Some records:
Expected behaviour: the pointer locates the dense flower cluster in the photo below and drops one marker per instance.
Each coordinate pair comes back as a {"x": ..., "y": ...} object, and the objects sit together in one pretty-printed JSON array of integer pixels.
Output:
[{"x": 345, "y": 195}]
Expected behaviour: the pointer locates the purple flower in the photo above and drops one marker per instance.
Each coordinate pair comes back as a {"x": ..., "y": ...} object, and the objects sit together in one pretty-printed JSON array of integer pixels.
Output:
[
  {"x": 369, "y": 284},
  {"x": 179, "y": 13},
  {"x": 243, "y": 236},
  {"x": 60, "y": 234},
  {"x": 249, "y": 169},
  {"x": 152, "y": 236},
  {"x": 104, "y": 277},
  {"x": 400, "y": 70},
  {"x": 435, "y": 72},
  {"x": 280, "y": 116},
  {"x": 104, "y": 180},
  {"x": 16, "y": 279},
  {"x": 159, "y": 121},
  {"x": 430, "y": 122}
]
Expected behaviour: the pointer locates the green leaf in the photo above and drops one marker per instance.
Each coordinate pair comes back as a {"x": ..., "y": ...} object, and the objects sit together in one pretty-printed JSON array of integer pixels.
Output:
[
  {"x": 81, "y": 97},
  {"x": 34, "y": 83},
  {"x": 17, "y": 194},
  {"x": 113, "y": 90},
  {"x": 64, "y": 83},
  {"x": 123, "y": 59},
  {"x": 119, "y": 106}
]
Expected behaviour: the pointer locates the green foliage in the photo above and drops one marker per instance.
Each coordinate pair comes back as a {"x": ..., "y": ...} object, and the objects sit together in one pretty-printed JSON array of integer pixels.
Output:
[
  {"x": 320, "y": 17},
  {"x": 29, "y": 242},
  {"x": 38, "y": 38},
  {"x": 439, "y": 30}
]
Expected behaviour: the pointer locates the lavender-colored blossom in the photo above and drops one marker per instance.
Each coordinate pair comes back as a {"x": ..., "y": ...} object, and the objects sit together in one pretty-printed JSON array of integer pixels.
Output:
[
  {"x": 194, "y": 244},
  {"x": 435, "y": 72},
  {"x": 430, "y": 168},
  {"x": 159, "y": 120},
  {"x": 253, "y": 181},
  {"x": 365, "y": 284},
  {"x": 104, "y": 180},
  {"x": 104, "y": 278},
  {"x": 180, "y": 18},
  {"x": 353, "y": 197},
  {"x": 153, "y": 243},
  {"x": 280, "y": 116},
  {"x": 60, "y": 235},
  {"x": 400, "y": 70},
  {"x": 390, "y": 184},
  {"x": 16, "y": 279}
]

» **WORK REQUIRED**:
Render every line of the records above as a Markdown table with two columns, Row and Line. Number each row and leave out any blank lines.

» **OUTPUT FOR THIS EXERCISE**:
| Row | Line |
|---|---|
| 1 | Expected behaviour: the pointer locates the dense flower cluster in the photo below and drops one marker per instance. |
| 2 | Each coordinate pair comes back as a {"x": ..., "y": ...} object, and the objects sit together in one pretty-printed JSON array of integer pixels. |
| 3 | Output: |
| 4 | [{"x": 345, "y": 195}] |
| 5 | Expected behaviour: the pointer locates the purple flower in the photo above and drops one marker per instance. |
| 6 | Each coordinate pair comes back as a {"x": ..., "y": ...} object, and the objects sit together in one pretty-printed JSON array of integer pixels. |
| 7 | Output: |
| 8 | [ |
| 9 |   {"x": 369, "y": 284}, |
| 10 |   {"x": 179, "y": 13}, |
| 11 |   {"x": 243, "y": 236}, |
| 12 |   {"x": 60, "y": 234}, |
| 13 |   {"x": 249, "y": 169}, |
| 14 |   {"x": 152, "y": 236}, |
| 15 |   {"x": 104, "y": 277}, |
| 16 |   {"x": 400, "y": 70}, |
| 17 |   {"x": 435, "y": 72}, |
| 18 |   {"x": 280, "y": 116}, |
| 19 |   {"x": 104, "y": 180}, |
| 20 |   {"x": 16, "y": 279}, |
| 21 |   {"x": 159, "y": 121}, |
| 22 |   {"x": 430, "y": 122} |
| 23 | ] |
| 24 | Expected behaviour: the pointer locates the green leaf in the photo above and drops one marker per instance. |
| 25 | Each coordinate pair comes back as a {"x": ..., "y": ...} object, and the objects sit together in one pretty-printed JSON array of integer pixels. |
| 26 | Output: |
| 27 | [ |
| 28 |   {"x": 81, "y": 97}, |
| 29 |   {"x": 34, "y": 83}, |
| 30 |   {"x": 17, "y": 194}, |
| 31 |   {"x": 113, "y": 90}, |
| 32 |   {"x": 64, "y": 83}, |
| 33 |   {"x": 123, "y": 59}, |
| 34 |   {"x": 119, "y": 106} |
| 35 | ] |
| 36 | Expected behaviour: the pointer locates the green foliage in the photo above and drops one marker per instance. |
| 37 | Each coordinate pair comes back as a {"x": ..., "y": ...} object, and the objects sit together in one pretty-printed JSON array of integer pixels. |
| 38 | Output: |
| 39 | [ |
| 40 |   {"x": 320, "y": 17}, |
| 41 |   {"x": 29, "y": 242}, |
| 42 |   {"x": 38, "y": 38}, |
| 43 |   {"x": 439, "y": 30} |
| 44 | ] |
| 45 | Expected behaviour: the pointer locates the lavender-colored blossom in the photo above and drops one marker per instance. |
| 46 | Each coordinate pair comes back as a {"x": ..., "y": ...} object, and the objects sit together in one pretty-printed JSON array of integer pixels. |
| 47 | Output: |
| 48 | [ |
| 49 |   {"x": 194, "y": 244}, |
| 50 |   {"x": 435, "y": 72}, |
| 51 |   {"x": 430, "y": 168}, |
| 52 |   {"x": 159, "y": 120}, |
| 53 |   {"x": 253, "y": 181}, |
| 54 |   {"x": 365, "y": 284}, |
| 55 |   {"x": 104, "y": 180}, |
| 56 |   {"x": 104, "y": 278}, |
| 57 |   {"x": 180, "y": 18}, |
| 58 |   {"x": 353, "y": 197}, |
| 59 |   {"x": 153, "y": 243}, |
| 60 |   {"x": 280, "y": 116}, |
| 61 |   {"x": 60, "y": 235}, |
| 62 |   {"x": 400, "y": 70}, |
| 63 |   {"x": 390, "y": 184}, |
| 64 |   {"x": 16, "y": 279} |
| 65 | ] |